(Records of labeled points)

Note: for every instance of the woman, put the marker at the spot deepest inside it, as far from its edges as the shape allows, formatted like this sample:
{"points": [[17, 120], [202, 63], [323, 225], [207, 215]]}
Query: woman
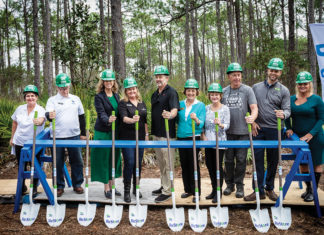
{"points": [[190, 109], [131, 102], [215, 92], [23, 125], [106, 101], [307, 113]]}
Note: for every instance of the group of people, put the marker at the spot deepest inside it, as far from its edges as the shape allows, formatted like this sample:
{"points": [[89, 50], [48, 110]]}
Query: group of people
{"points": [[266, 101]]}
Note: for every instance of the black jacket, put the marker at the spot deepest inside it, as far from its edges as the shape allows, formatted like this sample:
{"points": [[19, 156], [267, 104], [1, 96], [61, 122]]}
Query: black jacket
{"points": [[104, 109]]}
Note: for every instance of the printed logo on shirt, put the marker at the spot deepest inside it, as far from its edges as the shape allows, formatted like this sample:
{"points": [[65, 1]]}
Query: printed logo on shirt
{"points": [[234, 101]]}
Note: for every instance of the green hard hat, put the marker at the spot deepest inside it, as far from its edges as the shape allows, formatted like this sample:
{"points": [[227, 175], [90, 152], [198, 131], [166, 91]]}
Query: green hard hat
{"points": [[108, 75], [160, 69], [63, 80], [31, 88], [304, 77], [129, 82], [234, 67], [191, 83], [215, 87], [276, 64]]}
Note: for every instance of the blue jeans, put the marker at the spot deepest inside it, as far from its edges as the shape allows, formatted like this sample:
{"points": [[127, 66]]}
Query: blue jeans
{"points": [[76, 163], [129, 155], [272, 159]]}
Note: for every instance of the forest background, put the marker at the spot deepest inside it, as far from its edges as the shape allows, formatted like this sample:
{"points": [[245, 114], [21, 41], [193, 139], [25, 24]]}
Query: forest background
{"points": [[41, 38]]}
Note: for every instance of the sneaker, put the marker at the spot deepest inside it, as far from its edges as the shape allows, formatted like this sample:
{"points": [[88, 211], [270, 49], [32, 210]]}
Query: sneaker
{"points": [[252, 197], [162, 198], [228, 190], [157, 192], [239, 192]]}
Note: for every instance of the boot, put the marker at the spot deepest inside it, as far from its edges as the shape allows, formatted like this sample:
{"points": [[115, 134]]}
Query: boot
{"points": [[127, 185]]}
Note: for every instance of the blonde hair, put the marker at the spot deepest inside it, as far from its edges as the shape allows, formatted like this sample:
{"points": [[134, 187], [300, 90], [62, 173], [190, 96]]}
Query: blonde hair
{"points": [[138, 95], [310, 92], [101, 87]]}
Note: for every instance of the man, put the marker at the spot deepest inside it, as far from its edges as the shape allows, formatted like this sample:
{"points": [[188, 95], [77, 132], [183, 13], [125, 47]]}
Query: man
{"points": [[240, 99], [165, 104], [68, 111], [274, 102]]}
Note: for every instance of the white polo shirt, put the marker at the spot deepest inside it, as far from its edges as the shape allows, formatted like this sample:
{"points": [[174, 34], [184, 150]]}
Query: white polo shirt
{"points": [[67, 111], [25, 127]]}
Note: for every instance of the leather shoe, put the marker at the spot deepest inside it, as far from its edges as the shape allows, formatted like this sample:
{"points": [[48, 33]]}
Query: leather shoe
{"points": [[272, 195], [185, 195], [78, 190], [60, 191], [252, 197]]}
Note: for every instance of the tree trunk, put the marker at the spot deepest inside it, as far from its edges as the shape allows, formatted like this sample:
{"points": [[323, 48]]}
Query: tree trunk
{"points": [[118, 40], [36, 45], [238, 32], [187, 41], [103, 32], [7, 34], [196, 71], [108, 34], [291, 46], [311, 50], [230, 26], [48, 47], [58, 23], [220, 42]]}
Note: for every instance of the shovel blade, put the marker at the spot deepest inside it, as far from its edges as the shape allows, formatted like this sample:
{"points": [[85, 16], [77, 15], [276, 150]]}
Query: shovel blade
{"points": [[55, 214], [29, 213], [281, 217], [260, 219], [112, 215], [197, 219], [86, 213], [219, 216], [137, 215], [175, 218]]}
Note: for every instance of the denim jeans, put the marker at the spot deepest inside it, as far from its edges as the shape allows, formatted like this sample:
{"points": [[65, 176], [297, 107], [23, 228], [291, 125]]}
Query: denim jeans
{"points": [[129, 155], [272, 159], [76, 163]]}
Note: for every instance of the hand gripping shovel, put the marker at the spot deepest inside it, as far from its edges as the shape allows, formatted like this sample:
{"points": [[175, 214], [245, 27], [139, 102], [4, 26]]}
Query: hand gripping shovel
{"points": [[87, 211], [260, 218], [175, 216], [55, 213], [281, 216], [113, 213], [218, 215], [197, 218], [29, 211], [137, 213]]}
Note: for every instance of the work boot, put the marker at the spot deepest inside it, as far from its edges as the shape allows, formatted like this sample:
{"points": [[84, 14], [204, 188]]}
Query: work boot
{"points": [[239, 191], [127, 185]]}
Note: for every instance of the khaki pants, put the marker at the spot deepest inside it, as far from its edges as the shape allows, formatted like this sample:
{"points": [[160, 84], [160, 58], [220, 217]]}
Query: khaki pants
{"points": [[163, 161]]}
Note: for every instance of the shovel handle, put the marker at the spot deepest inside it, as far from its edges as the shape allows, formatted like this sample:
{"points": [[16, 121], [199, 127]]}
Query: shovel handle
{"points": [[113, 124], [88, 119], [136, 124], [35, 116], [166, 122], [216, 126], [249, 125]]}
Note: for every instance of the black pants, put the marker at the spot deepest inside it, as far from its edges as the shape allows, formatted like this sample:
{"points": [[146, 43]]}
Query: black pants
{"points": [[235, 163], [211, 165], [187, 166], [18, 151]]}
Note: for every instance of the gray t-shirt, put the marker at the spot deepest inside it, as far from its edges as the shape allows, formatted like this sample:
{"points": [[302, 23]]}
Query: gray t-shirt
{"points": [[238, 101]]}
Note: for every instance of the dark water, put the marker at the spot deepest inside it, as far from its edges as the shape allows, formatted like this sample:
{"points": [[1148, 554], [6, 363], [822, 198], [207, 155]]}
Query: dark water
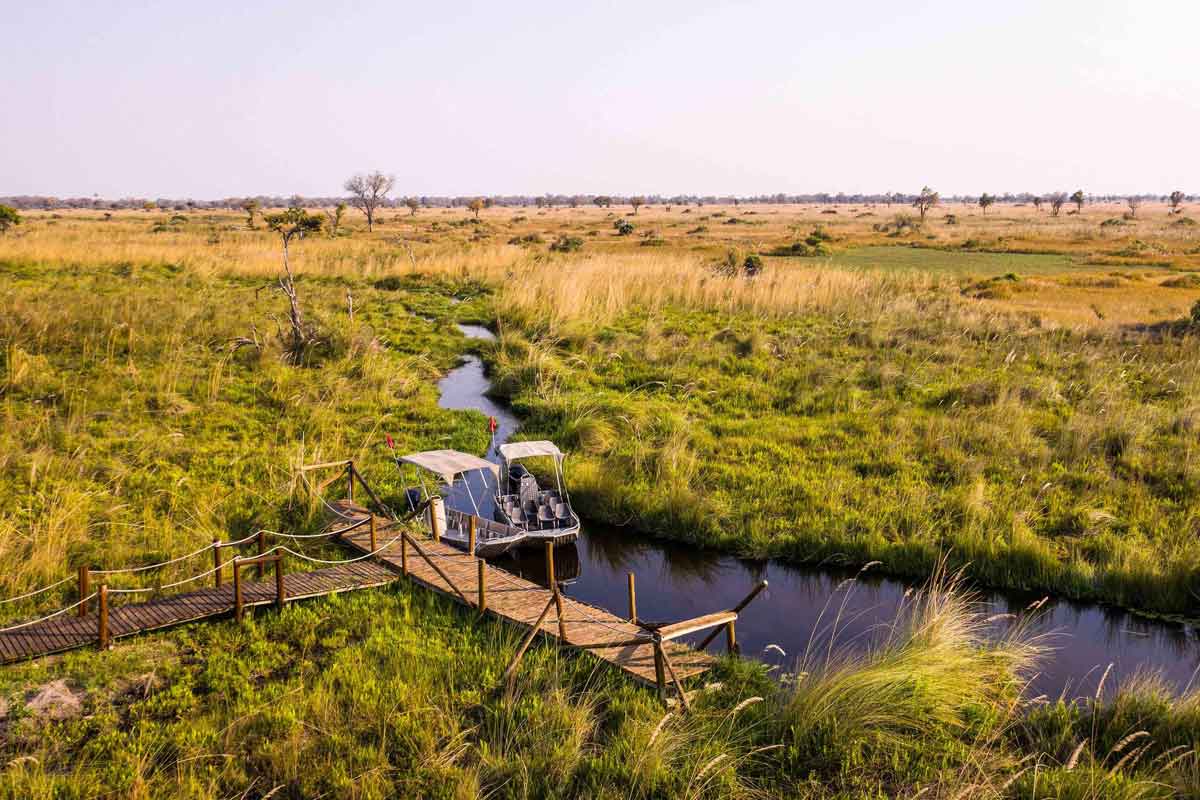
{"points": [[804, 609]]}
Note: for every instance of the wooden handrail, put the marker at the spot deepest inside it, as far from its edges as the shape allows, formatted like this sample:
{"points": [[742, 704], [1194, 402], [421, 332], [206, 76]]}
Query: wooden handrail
{"points": [[687, 626]]}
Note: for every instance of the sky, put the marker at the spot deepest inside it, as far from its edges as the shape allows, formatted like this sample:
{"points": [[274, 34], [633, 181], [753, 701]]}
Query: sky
{"points": [[211, 100]]}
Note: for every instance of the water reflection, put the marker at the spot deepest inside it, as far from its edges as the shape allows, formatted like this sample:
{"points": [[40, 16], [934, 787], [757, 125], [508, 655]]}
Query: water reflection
{"points": [[809, 607]]}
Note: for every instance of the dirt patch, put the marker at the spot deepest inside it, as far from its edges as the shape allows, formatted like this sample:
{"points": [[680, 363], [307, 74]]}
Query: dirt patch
{"points": [[55, 701]]}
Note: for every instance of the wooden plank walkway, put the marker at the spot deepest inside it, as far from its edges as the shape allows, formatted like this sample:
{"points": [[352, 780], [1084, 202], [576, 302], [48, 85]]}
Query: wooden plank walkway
{"points": [[69, 631], [519, 601]]}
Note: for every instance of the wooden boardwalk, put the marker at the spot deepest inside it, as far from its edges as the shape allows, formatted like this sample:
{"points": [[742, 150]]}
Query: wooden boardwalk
{"points": [[521, 602], [69, 632]]}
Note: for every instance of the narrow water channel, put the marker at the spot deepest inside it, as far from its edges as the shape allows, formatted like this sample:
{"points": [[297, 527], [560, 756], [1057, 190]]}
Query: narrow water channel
{"points": [[805, 607]]}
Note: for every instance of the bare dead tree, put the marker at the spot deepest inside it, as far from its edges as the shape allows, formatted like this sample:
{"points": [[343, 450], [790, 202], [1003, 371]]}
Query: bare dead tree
{"points": [[369, 192], [291, 223]]}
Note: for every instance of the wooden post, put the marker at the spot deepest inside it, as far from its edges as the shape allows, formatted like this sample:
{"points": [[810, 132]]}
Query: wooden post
{"points": [[237, 589], [483, 585], [84, 588], [102, 617], [553, 589], [280, 593], [216, 563], [660, 678]]}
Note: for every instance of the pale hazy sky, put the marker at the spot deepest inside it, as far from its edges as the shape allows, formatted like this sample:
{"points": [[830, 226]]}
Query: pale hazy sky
{"points": [[217, 98]]}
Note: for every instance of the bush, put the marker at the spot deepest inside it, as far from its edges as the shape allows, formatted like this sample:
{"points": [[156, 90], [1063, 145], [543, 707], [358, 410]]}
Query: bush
{"points": [[567, 245]]}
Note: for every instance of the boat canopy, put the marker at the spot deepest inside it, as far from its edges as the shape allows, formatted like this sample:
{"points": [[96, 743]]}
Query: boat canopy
{"points": [[517, 450], [449, 463]]}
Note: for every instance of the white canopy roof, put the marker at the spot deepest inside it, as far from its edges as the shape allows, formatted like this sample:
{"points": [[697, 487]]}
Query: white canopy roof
{"points": [[449, 463], [515, 450]]}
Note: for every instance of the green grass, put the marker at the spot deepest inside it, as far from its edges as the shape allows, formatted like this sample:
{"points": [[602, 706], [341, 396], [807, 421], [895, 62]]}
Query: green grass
{"points": [[953, 262], [1044, 461]]}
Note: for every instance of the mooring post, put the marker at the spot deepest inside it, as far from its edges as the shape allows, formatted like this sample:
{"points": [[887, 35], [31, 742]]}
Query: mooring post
{"points": [[660, 678], [102, 617], [280, 594], [553, 589], [237, 588], [216, 563], [84, 579], [483, 585]]}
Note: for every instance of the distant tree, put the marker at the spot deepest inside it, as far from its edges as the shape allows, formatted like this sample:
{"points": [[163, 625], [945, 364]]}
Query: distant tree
{"points": [[9, 217], [292, 223], [369, 192], [1056, 200], [251, 209], [925, 200], [335, 218]]}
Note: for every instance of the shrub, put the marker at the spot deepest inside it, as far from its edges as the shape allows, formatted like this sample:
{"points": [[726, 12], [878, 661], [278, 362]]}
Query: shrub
{"points": [[567, 244]]}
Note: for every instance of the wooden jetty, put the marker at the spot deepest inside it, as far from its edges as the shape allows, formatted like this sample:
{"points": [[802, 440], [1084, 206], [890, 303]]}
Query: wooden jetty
{"points": [[384, 552]]}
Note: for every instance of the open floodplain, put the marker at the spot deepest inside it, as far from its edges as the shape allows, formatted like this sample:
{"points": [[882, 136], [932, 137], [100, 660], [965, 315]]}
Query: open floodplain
{"points": [[1001, 402]]}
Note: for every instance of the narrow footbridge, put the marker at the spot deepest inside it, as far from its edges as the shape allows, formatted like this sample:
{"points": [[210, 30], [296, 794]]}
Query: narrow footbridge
{"points": [[382, 549]]}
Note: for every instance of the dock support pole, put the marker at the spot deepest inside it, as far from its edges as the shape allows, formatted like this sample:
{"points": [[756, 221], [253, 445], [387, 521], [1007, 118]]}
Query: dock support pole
{"points": [[84, 581], [102, 617], [633, 600], [483, 585], [216, 563], [660, 678], [553, 589], [280, 593], [237, 589]]}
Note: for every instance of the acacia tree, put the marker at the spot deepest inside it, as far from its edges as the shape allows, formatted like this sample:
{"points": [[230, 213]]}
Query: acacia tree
{"points": [[925, 200], [292, 223], [1057, 200], [251, 209], [9, 217], [369, 192]]}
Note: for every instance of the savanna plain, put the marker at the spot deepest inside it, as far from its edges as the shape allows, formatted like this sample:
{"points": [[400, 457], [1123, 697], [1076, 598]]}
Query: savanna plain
{"points": [[1003, 400]]}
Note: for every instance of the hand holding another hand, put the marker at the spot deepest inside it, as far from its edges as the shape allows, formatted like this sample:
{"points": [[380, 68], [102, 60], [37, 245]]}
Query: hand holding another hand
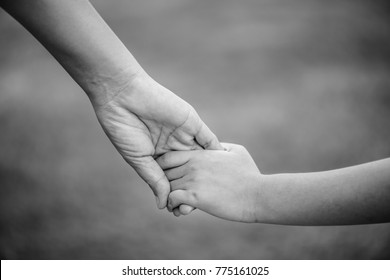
{"points": [[144, 121]]}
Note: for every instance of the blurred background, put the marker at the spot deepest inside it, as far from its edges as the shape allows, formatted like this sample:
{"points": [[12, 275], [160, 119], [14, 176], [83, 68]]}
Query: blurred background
{"points": [[303, 84]]}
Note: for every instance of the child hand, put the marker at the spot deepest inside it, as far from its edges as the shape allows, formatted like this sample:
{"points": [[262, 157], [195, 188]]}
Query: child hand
{"points": [[221, 183]]}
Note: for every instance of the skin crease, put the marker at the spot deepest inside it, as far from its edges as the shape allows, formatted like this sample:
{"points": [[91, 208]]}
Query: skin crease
{"points": [[228, 185], [143, 130], [199, 179], [141, 118]]}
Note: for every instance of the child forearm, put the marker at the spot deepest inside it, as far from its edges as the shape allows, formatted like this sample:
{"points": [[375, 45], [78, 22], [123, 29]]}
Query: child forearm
{"points": [[353, 195], [81, 41]]}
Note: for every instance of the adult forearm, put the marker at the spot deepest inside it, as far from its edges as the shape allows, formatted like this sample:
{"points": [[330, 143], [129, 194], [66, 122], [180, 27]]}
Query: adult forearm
{"points": [[353, 195], [75, 34]]}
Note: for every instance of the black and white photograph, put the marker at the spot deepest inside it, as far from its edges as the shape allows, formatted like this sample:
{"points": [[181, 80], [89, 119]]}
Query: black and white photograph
{"points": [[194, 130]]}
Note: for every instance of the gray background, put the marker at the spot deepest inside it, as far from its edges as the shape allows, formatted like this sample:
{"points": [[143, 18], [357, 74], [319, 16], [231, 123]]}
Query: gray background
{"points": [[304, 85]]}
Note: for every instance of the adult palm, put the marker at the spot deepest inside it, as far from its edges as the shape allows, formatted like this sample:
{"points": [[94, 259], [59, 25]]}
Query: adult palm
{"points": [[146, 120]]}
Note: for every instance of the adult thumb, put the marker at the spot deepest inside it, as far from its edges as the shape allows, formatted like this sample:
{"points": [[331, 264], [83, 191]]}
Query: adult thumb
{"points": [[148, 169], [207, 139]]}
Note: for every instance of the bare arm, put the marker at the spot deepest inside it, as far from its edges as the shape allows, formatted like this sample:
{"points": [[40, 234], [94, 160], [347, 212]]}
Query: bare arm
{"points": [[228, 184], [353, 195], [75, 34], [142, 118]]}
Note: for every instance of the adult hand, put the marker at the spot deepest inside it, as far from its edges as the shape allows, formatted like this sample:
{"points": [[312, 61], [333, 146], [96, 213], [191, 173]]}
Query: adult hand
{"points": [[145, 120]]}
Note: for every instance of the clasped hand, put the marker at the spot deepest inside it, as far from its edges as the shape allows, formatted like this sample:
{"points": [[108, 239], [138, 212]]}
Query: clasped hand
{"points": [[144, 121]]}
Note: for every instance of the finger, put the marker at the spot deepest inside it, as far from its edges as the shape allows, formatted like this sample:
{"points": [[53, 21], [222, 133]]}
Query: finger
{"points": [[176, 212], [174, 159], [207, 139], [178, 197], [148, 169], [229, 147], [186, 209], [179, 184], [176, 172]]}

» **Task requirements**
Take the line that contains "Note: for every instance of the adult hand, put" and each line after it down to the last of the records, and retype them exactly; add nothing else.

» **The response**
Note: for every instance of the adult hand, put the marker at the spot deepest inside it, as far from its edges as the shape allows, formatted like this sample:
{"points": [[312, 61], [333, 146], [96, 213], [191, 173]]}
Query: adult hand
{"points": [[145, 120]]}
Note: for every instance of the clasped hand, put the marker at the spot deepest inside it, as far from its edges as the shape allows, formatted like this sample:
{"points": [[108, 239], [138, 212]]}
Query: clasped hand
{"points": [[144, 121]]}
Note: for every instance of the finger, put the marker at the spot deepest inside it, as far from its edges as the shape allows, formatted like this sample:
{"points": [[53, 21], [222, 133]]}
Query: finger
{"points": [[176, 212], [174, 159], [207, 139], [178, 197], [148, 169], [229, 147], [186, 209], [179, 184], [176, 172]]}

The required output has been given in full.